:: MATERIAL FOR THE TASK
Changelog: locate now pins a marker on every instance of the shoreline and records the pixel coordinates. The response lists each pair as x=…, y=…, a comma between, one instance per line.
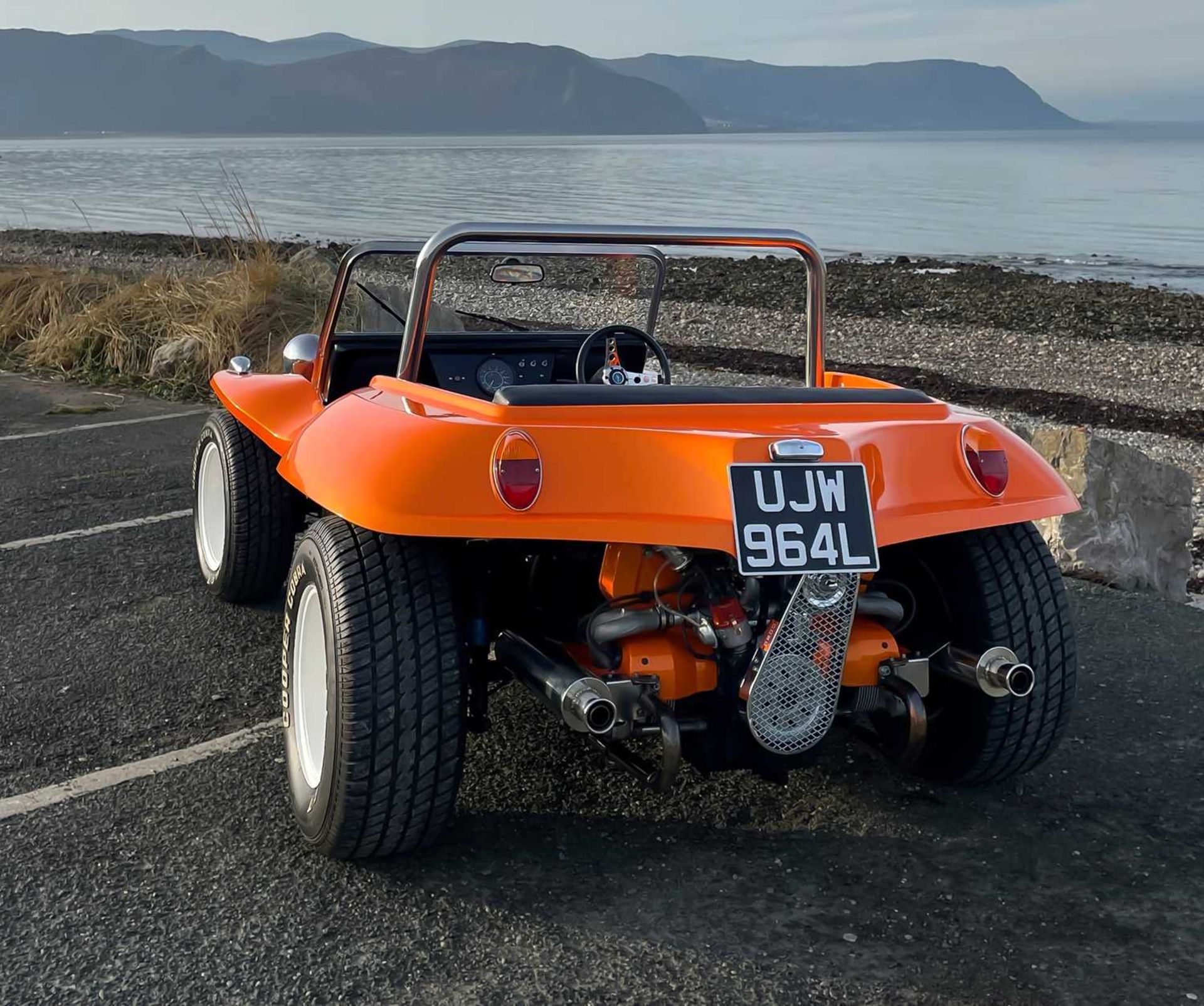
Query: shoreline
x=1026, y=349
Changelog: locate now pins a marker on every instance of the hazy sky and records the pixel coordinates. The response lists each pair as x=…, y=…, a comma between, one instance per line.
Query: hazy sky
x=1092, y=58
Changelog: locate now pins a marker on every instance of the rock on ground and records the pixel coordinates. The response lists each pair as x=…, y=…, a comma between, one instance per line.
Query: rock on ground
x=1136, y=523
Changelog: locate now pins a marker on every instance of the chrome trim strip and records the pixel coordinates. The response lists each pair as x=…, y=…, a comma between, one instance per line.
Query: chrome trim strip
x=699, y=238
x=796, y=451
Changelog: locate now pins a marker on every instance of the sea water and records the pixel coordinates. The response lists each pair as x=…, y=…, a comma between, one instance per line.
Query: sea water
x=1108, y=203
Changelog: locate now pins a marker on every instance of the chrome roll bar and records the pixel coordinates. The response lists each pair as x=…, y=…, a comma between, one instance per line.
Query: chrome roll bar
x=696, y=238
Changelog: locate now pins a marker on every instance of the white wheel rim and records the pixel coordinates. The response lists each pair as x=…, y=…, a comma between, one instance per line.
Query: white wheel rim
x=211, y=507
x=310, y=686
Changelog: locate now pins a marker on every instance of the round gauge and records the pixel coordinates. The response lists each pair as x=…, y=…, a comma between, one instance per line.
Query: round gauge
x=494, y=374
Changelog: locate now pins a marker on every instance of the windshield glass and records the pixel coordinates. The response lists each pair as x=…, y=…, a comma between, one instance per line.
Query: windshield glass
x=499, y=292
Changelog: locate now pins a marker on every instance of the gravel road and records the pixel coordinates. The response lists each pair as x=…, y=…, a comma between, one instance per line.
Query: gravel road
x=560, y=881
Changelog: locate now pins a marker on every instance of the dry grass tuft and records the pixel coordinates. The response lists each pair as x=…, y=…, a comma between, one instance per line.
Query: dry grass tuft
x=172, y=329
x=169, y=329
x=31, y=299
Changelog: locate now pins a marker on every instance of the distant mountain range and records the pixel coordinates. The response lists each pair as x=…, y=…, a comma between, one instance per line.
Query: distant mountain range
x=182, y=82
x=921, y=94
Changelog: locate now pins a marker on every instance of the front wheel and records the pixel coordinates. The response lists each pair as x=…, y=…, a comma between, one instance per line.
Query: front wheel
x=245, y=516
x=372, y=691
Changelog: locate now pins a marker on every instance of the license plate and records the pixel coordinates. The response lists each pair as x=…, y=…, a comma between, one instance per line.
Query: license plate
x=796, y=518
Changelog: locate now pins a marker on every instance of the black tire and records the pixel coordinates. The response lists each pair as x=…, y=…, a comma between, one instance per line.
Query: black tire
x=1002, y=588
x=394, y=701
x=261, y=514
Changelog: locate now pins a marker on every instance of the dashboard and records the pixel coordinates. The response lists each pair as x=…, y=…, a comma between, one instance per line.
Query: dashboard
x=471, y=363
x=480, y=366
x=473, y=374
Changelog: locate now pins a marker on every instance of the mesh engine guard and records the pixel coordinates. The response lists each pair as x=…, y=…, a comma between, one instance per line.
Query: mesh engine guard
x=793, y=697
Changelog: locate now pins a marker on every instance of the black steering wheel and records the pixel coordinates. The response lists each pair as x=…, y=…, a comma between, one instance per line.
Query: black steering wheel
x=611, y=334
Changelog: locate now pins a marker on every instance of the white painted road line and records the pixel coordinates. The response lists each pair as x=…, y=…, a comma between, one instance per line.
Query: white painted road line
x=100, y=529
x=103, y=426
x=93, y=782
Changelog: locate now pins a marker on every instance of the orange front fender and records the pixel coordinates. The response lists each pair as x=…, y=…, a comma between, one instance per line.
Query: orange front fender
x=273, y=406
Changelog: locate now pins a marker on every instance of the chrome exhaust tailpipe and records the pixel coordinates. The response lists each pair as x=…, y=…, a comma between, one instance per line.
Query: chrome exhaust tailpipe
x=997, y=671
x=582, y=701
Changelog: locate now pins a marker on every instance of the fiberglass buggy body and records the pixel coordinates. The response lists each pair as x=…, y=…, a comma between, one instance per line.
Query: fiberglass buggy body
x=712, y=574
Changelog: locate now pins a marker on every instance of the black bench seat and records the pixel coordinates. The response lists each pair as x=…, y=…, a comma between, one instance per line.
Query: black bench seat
x=701, y=394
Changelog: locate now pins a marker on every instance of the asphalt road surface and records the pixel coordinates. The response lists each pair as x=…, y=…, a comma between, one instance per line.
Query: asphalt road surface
x=560, y=881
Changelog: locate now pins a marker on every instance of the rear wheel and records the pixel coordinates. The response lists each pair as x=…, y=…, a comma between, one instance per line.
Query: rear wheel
x=372, y=691
x=243, y=514
x=997, y=587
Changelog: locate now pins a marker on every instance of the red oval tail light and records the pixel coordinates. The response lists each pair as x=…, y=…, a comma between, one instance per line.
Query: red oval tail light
x=518, y=472
x=986, y=460
x=990, y=469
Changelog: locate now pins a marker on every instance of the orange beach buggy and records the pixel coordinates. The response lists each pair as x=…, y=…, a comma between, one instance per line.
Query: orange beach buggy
x=494, y=477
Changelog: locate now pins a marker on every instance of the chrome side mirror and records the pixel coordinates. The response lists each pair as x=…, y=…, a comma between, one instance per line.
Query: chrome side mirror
x=300, y=352
x=514, y=272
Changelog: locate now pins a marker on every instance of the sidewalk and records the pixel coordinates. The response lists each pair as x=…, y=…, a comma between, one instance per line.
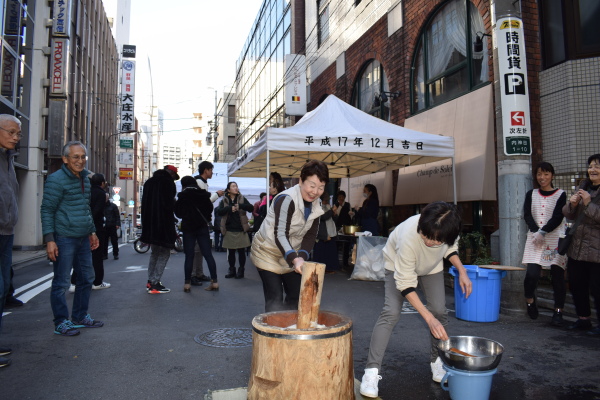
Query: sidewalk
x=24, y=256
x=544, y=292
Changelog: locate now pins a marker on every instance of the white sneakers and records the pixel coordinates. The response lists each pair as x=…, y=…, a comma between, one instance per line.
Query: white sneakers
x=103, y=285
x=368, y=386
x=437, y=370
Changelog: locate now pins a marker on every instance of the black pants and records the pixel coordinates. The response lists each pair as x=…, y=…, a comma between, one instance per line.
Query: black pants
x=532, y=277
x=584, y=279
x=231, y=258
x=274, y=287
x=97, y=261
x=111, y=234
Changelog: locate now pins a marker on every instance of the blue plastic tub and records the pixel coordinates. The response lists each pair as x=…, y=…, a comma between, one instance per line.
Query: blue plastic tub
x=467, y=385
x=483, y=305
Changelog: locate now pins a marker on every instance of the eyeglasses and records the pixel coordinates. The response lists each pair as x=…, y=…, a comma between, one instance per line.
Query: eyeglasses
x=430, y=242
x=13, y=133
x=77, y=158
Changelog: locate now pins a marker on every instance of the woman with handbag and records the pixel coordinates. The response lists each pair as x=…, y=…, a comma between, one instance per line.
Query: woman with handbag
x=583, y=265
x=543, y=214
x=194, y=207
x=325, y=251
x=234, y=227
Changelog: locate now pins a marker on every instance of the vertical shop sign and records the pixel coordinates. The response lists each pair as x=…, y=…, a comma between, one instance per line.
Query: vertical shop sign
x=61, y=21
x=59, y=69
x=127, y=123
x=12, y=17
x=516, y=126
x=295, y=84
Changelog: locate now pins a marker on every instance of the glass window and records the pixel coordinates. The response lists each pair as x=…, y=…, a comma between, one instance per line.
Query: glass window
x=322, y=22
x=446, y=65
x=367, y=91
x=570, y=30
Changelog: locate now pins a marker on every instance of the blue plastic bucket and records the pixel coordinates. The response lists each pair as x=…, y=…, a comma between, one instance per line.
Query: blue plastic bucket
x=467, y=385
x=483, y=305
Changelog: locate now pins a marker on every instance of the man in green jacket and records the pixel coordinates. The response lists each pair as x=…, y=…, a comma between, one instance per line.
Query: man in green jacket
x=70, y=236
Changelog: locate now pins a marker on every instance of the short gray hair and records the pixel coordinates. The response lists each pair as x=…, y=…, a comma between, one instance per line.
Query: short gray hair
x=67, y=147
x=11, y=118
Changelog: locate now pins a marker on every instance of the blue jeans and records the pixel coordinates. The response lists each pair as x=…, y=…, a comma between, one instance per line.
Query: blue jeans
x=6, y=242
x=72, y=253
x=202, y=237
::::
Retype, without any change, everything in the listing from the line containing "the black tire" down to the line containing "x=793, y=697", including both of those lines.

Changelog: locate now pins a marker on every instance of the black tire and records the pixel coordinates. The response lists each pair as x=…, y=…, a comma between, one instance per line.
Query: black tire
x=1002, y=588
x=394, y=701
x=261, y=514
Changelog: locate now pins a marker on every instance of the dashboard and records the pixel coordinates. The response lists each pair as x=…, y=…, a comma between, one instance per line.
Query: dashboard
x=471, y=363
x=480, y=366
x=473, y=374
Changelog: locate now pins a marker on every instance of the mesh engine guard and records the pixel coordinates. The response lists each pair as x=…, y=…, a comma between, one instance per line.
Query: mesh engine guard
x=793, y=697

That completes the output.